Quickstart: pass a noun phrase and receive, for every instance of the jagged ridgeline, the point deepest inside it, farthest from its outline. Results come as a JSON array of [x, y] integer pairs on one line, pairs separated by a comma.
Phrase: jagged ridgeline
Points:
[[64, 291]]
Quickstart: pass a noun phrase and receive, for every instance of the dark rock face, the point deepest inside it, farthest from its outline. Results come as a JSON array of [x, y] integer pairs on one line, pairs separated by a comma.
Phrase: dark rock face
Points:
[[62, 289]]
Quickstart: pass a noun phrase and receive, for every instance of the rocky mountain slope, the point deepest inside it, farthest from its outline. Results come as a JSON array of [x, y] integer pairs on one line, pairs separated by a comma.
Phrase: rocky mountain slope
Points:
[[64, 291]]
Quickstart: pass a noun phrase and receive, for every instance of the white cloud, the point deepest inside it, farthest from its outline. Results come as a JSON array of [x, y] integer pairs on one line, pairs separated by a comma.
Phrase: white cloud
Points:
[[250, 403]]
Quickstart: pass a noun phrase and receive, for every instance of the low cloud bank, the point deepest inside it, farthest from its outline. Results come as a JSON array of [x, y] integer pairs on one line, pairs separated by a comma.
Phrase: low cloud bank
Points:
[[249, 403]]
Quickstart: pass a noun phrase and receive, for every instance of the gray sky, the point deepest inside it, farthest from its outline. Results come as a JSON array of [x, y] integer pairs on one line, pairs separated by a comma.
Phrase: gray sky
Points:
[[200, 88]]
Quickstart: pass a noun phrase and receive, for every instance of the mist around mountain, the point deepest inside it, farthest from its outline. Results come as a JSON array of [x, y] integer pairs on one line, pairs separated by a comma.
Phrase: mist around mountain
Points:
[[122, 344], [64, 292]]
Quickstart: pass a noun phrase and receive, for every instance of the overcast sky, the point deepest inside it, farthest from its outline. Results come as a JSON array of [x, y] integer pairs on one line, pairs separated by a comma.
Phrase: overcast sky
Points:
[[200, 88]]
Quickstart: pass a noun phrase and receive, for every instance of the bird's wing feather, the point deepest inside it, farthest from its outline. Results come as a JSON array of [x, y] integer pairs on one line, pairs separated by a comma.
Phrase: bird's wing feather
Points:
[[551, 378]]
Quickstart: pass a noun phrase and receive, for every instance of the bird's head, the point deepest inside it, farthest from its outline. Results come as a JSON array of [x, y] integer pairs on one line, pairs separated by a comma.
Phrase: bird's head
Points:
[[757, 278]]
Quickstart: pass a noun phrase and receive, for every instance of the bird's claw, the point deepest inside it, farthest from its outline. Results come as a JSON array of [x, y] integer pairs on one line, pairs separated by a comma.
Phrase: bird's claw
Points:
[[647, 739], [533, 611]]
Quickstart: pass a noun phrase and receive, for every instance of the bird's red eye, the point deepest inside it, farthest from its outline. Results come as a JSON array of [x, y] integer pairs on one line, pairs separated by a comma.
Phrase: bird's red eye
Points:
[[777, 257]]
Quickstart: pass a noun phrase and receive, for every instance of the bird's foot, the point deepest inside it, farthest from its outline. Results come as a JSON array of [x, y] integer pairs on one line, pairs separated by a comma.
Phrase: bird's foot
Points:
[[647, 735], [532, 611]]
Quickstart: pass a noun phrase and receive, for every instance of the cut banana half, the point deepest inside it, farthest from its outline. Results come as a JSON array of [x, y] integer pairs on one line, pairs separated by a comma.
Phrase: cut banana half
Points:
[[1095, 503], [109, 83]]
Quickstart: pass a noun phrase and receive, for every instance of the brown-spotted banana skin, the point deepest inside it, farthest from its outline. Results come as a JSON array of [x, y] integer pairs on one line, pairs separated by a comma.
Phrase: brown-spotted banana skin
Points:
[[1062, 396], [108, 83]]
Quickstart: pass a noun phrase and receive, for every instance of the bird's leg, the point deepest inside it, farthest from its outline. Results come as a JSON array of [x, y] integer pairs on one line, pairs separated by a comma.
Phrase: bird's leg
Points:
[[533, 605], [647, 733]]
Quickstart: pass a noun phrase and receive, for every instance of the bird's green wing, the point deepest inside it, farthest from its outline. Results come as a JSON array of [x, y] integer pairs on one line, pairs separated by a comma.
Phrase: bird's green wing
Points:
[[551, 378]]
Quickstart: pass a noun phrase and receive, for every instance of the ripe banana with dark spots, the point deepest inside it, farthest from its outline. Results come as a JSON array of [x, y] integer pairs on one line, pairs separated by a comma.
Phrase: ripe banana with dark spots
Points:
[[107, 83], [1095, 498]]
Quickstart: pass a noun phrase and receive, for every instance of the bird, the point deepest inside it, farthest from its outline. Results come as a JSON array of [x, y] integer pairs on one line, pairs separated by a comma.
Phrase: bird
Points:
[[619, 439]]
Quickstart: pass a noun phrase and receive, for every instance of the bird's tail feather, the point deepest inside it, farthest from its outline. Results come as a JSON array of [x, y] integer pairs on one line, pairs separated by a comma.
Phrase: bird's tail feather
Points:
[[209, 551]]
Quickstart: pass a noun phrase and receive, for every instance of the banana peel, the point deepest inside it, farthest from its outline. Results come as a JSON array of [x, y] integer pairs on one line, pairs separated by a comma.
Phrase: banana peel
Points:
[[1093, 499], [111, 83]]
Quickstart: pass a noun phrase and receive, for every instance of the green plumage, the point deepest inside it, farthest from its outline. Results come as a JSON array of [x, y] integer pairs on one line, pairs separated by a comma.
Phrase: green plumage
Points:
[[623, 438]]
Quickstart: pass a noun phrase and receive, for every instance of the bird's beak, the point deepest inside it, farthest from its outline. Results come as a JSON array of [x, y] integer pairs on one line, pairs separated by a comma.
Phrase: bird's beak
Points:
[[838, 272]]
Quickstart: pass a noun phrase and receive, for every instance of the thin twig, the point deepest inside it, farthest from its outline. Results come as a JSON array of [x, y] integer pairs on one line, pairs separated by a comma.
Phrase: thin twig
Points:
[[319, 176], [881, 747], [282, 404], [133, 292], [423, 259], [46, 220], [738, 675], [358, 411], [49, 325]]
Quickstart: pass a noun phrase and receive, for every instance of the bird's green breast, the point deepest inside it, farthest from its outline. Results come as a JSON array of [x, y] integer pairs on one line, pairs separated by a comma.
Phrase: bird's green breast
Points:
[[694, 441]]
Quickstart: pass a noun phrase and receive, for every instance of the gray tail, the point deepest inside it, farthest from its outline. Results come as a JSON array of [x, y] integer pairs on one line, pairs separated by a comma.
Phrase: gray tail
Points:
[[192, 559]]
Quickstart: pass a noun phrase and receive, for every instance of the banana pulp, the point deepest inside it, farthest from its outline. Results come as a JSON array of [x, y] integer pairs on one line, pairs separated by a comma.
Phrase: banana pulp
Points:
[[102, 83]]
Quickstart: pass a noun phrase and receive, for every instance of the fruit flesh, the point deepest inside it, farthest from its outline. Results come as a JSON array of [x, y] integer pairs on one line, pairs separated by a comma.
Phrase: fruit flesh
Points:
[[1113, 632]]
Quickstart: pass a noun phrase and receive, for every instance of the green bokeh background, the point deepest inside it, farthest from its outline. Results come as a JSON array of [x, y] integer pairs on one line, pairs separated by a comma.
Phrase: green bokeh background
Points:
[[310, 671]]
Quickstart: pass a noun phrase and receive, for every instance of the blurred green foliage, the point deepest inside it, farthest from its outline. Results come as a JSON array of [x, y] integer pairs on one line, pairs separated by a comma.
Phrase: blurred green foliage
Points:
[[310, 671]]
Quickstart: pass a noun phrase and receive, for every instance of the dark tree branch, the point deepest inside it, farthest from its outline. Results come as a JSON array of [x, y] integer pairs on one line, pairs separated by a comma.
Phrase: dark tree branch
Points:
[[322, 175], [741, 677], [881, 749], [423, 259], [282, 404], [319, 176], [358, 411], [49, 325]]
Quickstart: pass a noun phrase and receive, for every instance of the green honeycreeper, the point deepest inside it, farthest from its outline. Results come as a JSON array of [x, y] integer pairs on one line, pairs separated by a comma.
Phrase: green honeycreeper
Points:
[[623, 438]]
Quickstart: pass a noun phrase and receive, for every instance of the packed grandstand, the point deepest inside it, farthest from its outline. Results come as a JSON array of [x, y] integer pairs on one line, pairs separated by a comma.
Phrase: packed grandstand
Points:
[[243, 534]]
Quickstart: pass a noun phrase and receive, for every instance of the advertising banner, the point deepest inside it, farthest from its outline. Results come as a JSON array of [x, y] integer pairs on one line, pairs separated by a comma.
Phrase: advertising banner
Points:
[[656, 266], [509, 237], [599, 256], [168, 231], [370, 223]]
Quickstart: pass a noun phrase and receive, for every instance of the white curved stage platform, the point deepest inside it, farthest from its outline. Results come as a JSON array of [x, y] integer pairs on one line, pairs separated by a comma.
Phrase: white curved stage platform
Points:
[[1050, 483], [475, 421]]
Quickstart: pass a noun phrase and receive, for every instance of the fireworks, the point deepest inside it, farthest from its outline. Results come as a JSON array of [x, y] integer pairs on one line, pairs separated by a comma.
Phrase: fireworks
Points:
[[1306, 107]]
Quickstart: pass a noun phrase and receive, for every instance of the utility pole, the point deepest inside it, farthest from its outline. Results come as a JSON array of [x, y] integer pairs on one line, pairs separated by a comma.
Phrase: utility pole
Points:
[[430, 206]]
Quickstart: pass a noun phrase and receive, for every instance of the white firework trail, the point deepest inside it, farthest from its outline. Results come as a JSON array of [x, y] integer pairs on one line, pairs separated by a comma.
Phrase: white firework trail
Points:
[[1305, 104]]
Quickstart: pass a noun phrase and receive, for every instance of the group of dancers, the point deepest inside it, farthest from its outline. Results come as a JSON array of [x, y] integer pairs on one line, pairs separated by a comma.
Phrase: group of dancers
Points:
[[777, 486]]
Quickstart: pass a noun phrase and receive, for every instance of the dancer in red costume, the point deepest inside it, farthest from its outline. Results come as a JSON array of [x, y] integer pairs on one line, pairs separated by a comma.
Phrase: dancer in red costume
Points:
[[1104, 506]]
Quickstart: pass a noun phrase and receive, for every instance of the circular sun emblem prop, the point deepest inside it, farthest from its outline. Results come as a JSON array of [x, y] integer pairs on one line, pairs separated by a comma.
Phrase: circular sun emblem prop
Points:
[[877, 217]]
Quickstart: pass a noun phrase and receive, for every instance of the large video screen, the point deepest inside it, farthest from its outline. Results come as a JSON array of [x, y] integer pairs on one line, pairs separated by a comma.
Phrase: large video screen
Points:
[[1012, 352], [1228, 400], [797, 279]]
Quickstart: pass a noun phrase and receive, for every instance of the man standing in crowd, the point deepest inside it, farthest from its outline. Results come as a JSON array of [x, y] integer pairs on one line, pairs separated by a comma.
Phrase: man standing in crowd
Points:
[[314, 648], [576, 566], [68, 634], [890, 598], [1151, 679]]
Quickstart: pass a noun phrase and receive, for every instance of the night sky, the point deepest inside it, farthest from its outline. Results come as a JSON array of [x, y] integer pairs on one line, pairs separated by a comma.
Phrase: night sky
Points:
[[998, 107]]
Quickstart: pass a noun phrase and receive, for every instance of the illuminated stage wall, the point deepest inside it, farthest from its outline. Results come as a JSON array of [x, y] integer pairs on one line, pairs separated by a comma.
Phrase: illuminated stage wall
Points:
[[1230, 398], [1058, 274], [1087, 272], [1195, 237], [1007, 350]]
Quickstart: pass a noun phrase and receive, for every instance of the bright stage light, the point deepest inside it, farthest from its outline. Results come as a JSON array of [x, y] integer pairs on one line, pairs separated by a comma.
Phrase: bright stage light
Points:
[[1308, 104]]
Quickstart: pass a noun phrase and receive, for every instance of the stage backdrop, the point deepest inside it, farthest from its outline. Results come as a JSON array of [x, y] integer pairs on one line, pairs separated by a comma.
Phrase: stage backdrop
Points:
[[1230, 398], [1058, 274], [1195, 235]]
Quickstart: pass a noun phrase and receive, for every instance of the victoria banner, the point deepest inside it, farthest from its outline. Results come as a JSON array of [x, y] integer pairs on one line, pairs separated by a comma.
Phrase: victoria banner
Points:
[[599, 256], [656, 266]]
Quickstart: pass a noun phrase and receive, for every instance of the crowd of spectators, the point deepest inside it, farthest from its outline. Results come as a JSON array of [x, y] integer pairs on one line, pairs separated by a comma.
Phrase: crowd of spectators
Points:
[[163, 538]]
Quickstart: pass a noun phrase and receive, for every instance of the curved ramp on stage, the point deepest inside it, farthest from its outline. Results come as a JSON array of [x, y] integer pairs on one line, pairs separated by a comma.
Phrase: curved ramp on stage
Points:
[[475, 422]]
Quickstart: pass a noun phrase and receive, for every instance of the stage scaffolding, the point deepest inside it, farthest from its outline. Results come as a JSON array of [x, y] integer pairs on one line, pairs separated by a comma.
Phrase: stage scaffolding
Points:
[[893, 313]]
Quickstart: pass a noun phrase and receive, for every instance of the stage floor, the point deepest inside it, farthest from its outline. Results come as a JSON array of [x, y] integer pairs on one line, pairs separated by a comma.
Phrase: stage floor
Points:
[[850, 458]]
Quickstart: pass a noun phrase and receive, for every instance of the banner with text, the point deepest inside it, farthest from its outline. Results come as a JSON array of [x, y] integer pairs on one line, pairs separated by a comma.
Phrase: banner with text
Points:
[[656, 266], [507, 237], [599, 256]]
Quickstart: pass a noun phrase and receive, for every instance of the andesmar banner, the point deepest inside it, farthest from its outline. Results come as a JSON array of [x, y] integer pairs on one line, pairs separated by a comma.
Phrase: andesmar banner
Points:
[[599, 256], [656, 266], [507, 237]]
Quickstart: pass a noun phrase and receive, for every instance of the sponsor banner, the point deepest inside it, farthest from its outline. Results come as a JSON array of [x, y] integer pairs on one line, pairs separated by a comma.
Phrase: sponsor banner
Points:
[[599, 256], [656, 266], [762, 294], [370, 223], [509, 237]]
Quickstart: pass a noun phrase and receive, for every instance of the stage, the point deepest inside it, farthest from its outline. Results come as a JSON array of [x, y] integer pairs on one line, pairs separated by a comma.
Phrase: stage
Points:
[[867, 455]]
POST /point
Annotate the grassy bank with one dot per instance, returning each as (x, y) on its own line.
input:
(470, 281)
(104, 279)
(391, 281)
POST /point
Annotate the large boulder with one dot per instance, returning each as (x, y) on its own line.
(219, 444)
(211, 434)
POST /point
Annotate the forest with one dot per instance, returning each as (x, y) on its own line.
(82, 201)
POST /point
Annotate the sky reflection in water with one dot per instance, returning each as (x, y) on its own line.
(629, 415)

* * * * * * * * *

将条目中从第一行起、直到含有“[[249, 403]]”的那一行为止（首尾两行均包括在内）的各行排列成编号列表，空行一律略去。

● **参考答案**
1. Quickstart: pass a noun phrase and receive, for every instance of the jagged ridgeline, the point deepest inside it, farthest from its outline. Results come as a JSON array of [x, y] integer pairs on one line, pairs separated by a comma.
2. Phrase: jagged ridgeline
3. Points:
4. [[64, 291]]
5. Quickstart: pass a noun phrase and receive, for every instance of the dark rock face, the point deepest inside it, farthest from its outline. Results come as a JSON array of [x, y] integer pairs on one line, pairs separated by a comma.
6. Phrase: dark rock face
7. Points:
8. [[62, 289]]
9. Quickstart: pass a noun phrase and receive, for every instance of the rocky mountain slope, the point deepest inside it, farthest from its outline. Results come as a JSON array of [x, y] integer pairs on one line, pairs separated by a comma.
10. Phrase: rocky mountain slope
11. Points:
12. [[64, 291]]
13. Quickstart: pass a noun phrase and receive, for every instance of the white cloud, the point deepest inside it, farthest from its outline. Results come as a JSON array of [x, y] integer pairs on one line, pairs separated by a comma.
14. Phrase: white cloud
15. Points:
16. [[250, 403]]
17. Quickstart: pass a noun phrase and receive, for every instance of the low cloud bank, the point deepest inside it, farthest from its outline. Results come as a JSON array of [x, y] integer pairs on one line, pairs separated by a comma.
18. Phrase: low cloud bank
19. Points:
20. [[249, 403]]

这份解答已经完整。